Excerpts from annotation entries
+++

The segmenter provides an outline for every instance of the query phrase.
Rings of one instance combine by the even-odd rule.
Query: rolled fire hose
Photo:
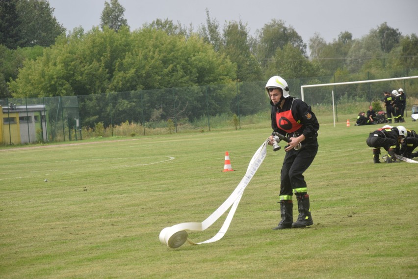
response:
[[[190,244],[199,245],[214,242],[223,237],[229,227],[245,187],[248,185],[265,158],[267,153],[266,146],[269,141],[268,139],[266,140],[256,151],[250,161],[244,177],[241,180],[232,194],[217,209],[201,223],[194,222],[181,223],[163,228],[159,233],[160,242],[162,244],[167,245],[170,248],[178,248],[183,245],[186,241]],[[214,223],[230,207],[231,209],[222,226],[214,236],[210,239],[198,243],[195,243],[188,238],[186,230],[194,231],[205,230]]]

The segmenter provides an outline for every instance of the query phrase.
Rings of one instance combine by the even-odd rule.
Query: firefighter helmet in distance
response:
[[[399,136],[403,136],[406,138],[406,136],[408,135],[408,132],[406,131],[406,128],[403,126],[398,126],[396,128],[398,128],[398,132],[399,133]]]

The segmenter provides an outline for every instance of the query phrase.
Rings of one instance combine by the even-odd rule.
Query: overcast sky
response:
[[[67,30],[81,26],[88,31],[100,24],[105,0],[49,0],[53,15]],[[110,3],[110,0],[107,0]],[[327,42],[348,31],[354,39],[367,34],[385,22],[398,28],[402,35],[418,34],[417,0],[119,0],[125,9],[125,18],[131,30],[157,19],[168,19],[197,31],[206,24],[206,9],[219,23],[221,31],[225,22],[246,24],[250,34],[270,22],[284,21],[292,26],[305,43],[315,32]]]

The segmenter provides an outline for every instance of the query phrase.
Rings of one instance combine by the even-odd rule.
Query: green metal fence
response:
[[[416,69],[415,72],[417,72]],[[403,76],[394,73],[392,77]],[[302,85],[327,84],[375,79],[368,75],[362,79],[357,75],[348,75],[337,79],[334,76],[309,79],[287,80],[291,96],[300,98]],[[265,81],[238,83],[226,84],[209,85],[130,92],[110,92],[104,94],[24,99],[0,99],[2,108],[3,144],[15,144],[12,140],[12,123],[8,122],[10,113],[18,113],[19,120],[27,117],[36,118],[38,112],[29,112],[37,108],[39,117],[45,122],[37,134],[30,133],[30,126],[36,126],[23,121],[26,125],[28,142],[39,141],[60,141],[82,139],[83,134],[94,133],[96,136],[121,136],[119,128],[124,125],[137,124],[132,135],[144,135],[172,123],[172,132],[179,132],[182,127],[197,123],[199,129],[210,130],[213,127],[212,119],[219,115],[231,118],[236,114],[238,119],[246,115],[264,113],[268,116],[270,105],[264,89]],[[314,106],[332,103],[331,91],[335,100],[347,101],[350,99],[362,99],[371,102],[383,99],[383,92],[402,87],[407,96],[418,97],[417,79],[401,81],[349,84],[334,86],[307,88],[304,90],[305,101]],[[19,109],[18,110],[17,109]],[[363,108],[364,109],[364,108]],[[330,106],[330,112],[332,107]],[[353,113],[358,113],[353,112]],[[26,116],[25,118],[24,116]],[[23,117],[23,118],[21,118]],[[5,119],[7,121],[5,121]],[[36,119],[33,121],[36,122]],[[43,122],[42,122],[43,123]],[[39,124],[38,124],[39,125]],[[139,127],[139,128],[138,128]],[[107,134],[101,134],[104,129]],[[139,129],[139,130],[138,130]],[[9,131],[9,132],[7,132]],[[172,131],[170,131],[170,132]],[[24,133],[24,132],[22,133]],[[163,132],[161,132],[163,133]],[[109,134],[110,133],[110,134]],[[126,136],[126,135],[123,135]],[[22,142],[21,143],[25,143]]]

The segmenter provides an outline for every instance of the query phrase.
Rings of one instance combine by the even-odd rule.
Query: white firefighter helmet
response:
[[[281,77],[274,76],[270,78],[267,82],[267,84],[265,84],[265,89],[271,87],[281,88],[283,90],[283,97],[287,98],[289,96],[289,87],[287,86],[287,83]]]
[[[396,128],[398,128],[398,132],[399,132],[399,136],[403,136],[406,138],[407,135],[408,135],[408,132],[407,132],[406,128],[403,126],[398,126]]]

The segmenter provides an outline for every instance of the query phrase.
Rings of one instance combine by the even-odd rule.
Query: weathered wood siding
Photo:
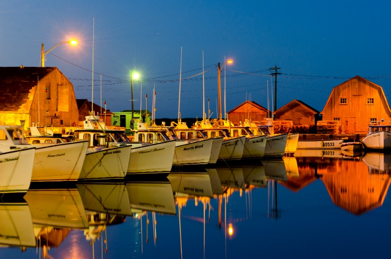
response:
[[[294,125],[314,125],[318,114],[298,102],[292,102],[276,111],[276,120],[292,121]]]
[[[346,98],[346,103],[341,103],[341,98]],[[391,120],[382,87],[358,76],[334,88],[322,113],[324,120],[339,118],[346,133],[367,132],[371,119]]]
[[[261,121],[267,117],[267,110],[257,107],[249,101],[246,101],[228,112],[228,119],[233,123],[239,124],[246,119],[253,121]]]
[[[55,127],[77,124],[79,109],[73,86],[58,69],[40,78],[31,93],[29,126],[38,122]]]

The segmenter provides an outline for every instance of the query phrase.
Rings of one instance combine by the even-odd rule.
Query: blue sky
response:
[[[41,43],[47,50],[75,38],[77,46],[60,45],[45,66],[69,79],[76,98],[91,101],[93,64],[94,103],[100,104],[101,93],[112,111],[130,109],[132,70],[141,76],[143,109],[147,93],[152,109],[154,86],[156,118],[177,118],[178,110],[182,118],[199,118],[203,52],[211,118],[217,114],[216,66],[224,58],[234,62],[221,74],[223,113],[246,100],[271,109],[268,69],[275,65],[281,73],[277,108],[298,99],[320,111],[333,87],[357,75],[382,86],[390,99],[391,7],[385,0],[3,0],[0,66],[39,66]],[[140,86],[135,80],[135,109]]]

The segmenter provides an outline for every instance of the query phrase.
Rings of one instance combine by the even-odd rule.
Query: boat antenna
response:
[[[179,122],[180,116],[180,83],[182,79],[182,47],[180,47],[180,69],[179,69],[179,97],[178,102],[178,122]]]
[[[209,101],[209,99],[208,99]],[[209,109],[209,103],[208,107]],[[204,51],[202,50],[202,120],[206,119],[206,113],[205,113],[205,70],[204,68]]]
[[[92,19],[92,91],[91,99],[91,112],[94,112],[94,30],[95,27],[95,17]]]

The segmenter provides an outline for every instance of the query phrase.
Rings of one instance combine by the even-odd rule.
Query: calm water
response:
[[[0,205],[0,242],[27,247],[2,245],[0,258],[388,257],[390,161],[298,151],[158,181],[31,190]]]

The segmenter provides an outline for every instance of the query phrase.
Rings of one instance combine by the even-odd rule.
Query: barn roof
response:
[[[92,110],[92,103],[89,101],[87,99],[76,99],[76,103],[77,104],[77,108],[79,109],[79,113],[80,113],[81,111],[82,108],[83,108],[83,106],[85,105],[87,106],[88,108],[88,109]],[[105,108],[103,107],[101,107],[100,106],[98,105],[96,103],[94,103],[94,110],[95,111],[98,111],[101,110],[101,108],[102,108],[102,110],[105,110]],[[108,115],[113,114],[113,113],[110,111],[109,110],[106,110],[106,114]]]
[[[0,67],[0,111],[28,112],[27,103],[34,86],[57,67]]]
[[[254,102],[254,101],[246,101],[245,102],[243,102],[243,103],[241,103],[241,104],[239,104],[239,106],[237,106],[236,107],[235,107],[235,108],[233,108],[233,109],[232,109],[232,110],[230,110],[229,111],[228,111],[228,113],[231,113],[231,112],[233,112],[234,111],[235,111],[235,110],[236,109],[238,109],[238,108],[239,108],[240,107],[242,107],[242,106],[243,106],[244,105],[246,105],[246,104],[249,104],[250,105],[252,106],[254,106],[254,107],[255,107],[256,108],[258,108],[258,109],[259,109],[263,110],[264,110],[265,111],[267,111],[267,109],[266,109],[266,108],[265,108],[264,107],[262,107],[262,106],[261,106],[261,105],[259,105],[259,104],[257,104],[257,103],[256,103],[255,102]]]
[[[333,93],[334,90],[335,90],[335,89],[337,88],[341,87],[341,86],[343,86],[344,85],[345,85],[347,83],[348,83],[348,82],[349,82],[350,81],[353,81],[353,80],[357,80],[357,81],[361,81],[362,82],[365,82],[369,84],[370,85],[372,86],[373,86],[374,87],[378,88],[379,90],[380,91],[380,92],[381,93],[381,94],[382,96],[382,97],[384,99],[384,100],[386,100],[386,102],[387,106],[388,107],[389,111],[390,111],[390,112],[391,112],[391,109],[390,109],[390,105],[388,104],[388,102],[387,102],[387,98],[386,98],[386,95],[384,94],[384,92],[383,90],[383,88],[381,86],[378,86],[376,84],[372,83],[371,82],[369,81],[369,80],[367,80],[365,78],[364,78],[363,77],[361,77],[361,76],[358,76],[358,75],[354,77],[353,77],[352,78],[350,78],[347,81],[345,81],[345,82],[344,82],[344,83],[343,83],[342,84],[340,84],[339,85],[338,85],[336,86],[335,86],[334,88],[333,88],[333,89],[331,91],[331,92],[330,94],[330,95],[328,96],[328,99],[327,100],[327,102],[326,102],[326,105],[325,105],[325,108],[326,108],[326,107],[327,106],[327,105],[328,104],[329,102],[330,102],[330,98],[333,96]],[[324,108],[323,109],[324,110],[325,108]],[[323,114],[323,111],[321,112],[320,114]]]
[[[284,105],[283,106],[282,106],[282,107],[281,107],[279,109],[278,109],[276,111],[275,113],[277,113],[277,112],[278,112],[279,111],[281,111],[282,110],[283,110],[283,109],[288,108],[289,106],[292,105],[293,104],[296,104],[296,103],[298,103],[299,104],[300,104],[301,105],[302,105],[303,106],[304,106],[304,107],[306,108],[307,108],[309,109],[311,112],[313,112],[314,113],[315,113],[315,114],[319,114],[319,111],[318,111],[318,110],[317,110],[316,109],[315,109],[314,108],[313,108],[312,107],[311,107],[311,106],[309,106],[308,105],[307,105],[305,103],[304,103],[304,102],[303,102],[302,101],[300,101],[300,100],[294,100],[288,103],[287,104],[286,104],[286,105]]]

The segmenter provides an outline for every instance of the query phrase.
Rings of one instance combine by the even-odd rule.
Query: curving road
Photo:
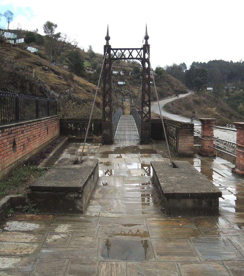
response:
[[[168,99],[165,99],[164,100],[161,100],[159,101],[159,105],[160,108],[161,109],[162,115],[164,117],[166,117],[169,119],[175,120],[176,121],[179,121],[180,122],[185,122],[189,123],[190,122],[189,118],[187,118],[184,117],[180,115],[177,115],[176,114],[172,114],[169,113],[167,111],[163,110],[163,108],[165,104],[171,102],[172,102],[175,100],[177,99],[180,99],[181,98],[183,98],[184,97],[189,96],[189,95],[194,94],[195,92],[192,90],[187,89],[188,93],[186,94],[182,94],[179,95],[179,98],[177,97],[173,97],[172,98],[170,98]],[[151,111],[152,112],[156,113],[159,115],[160,114],[159,110],[158,109],[158,104],[157,102],[151,103]],[[200,124],[200,122],[197,120],[194,120],[193,123],[196,126],[196,128],[200,129],[200,127],[196,126],[197,125]],[[215,137],[227,140],[229,141],[236,142],[236,132],[226,130],[223,129],[218,129],[215,128],[214,129],[214,135]]]

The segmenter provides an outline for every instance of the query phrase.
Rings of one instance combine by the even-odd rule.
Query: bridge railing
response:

+++

GIVEN INSTRUCTION
Gather every line of the entries above that contains the word "helmet", and list those lines.

ANSWER TO THE TASK
Query: firefighter helmet in distance
Query: white firefighter helmet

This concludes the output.